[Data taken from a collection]
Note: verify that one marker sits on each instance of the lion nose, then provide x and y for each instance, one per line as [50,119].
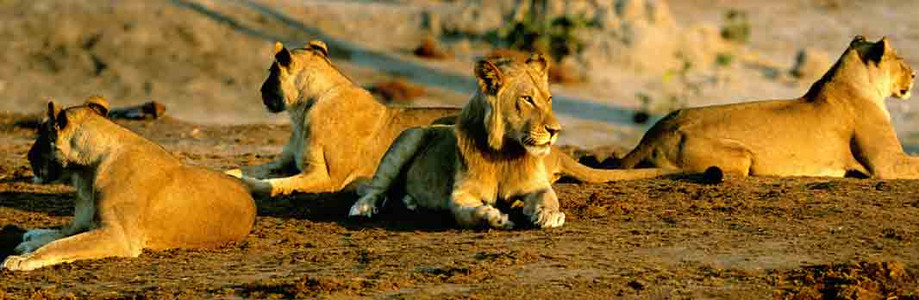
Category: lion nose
[553,130]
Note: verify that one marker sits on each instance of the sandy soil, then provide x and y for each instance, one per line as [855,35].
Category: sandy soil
[673,237]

What you need to do
Please return the lines above word for word, leaving out the pictures.

Correct response
Note: verify that one marker sits on each instance of the lion nose, then provide x and y for each instance, one per line as [50,119].
Category: lion nose
[553,130]
Note: verify that one marker sits on each instance of the sandy soil, then provide x and y for each instance, one per line as [855,35].
Category: sandy soil
[673,237]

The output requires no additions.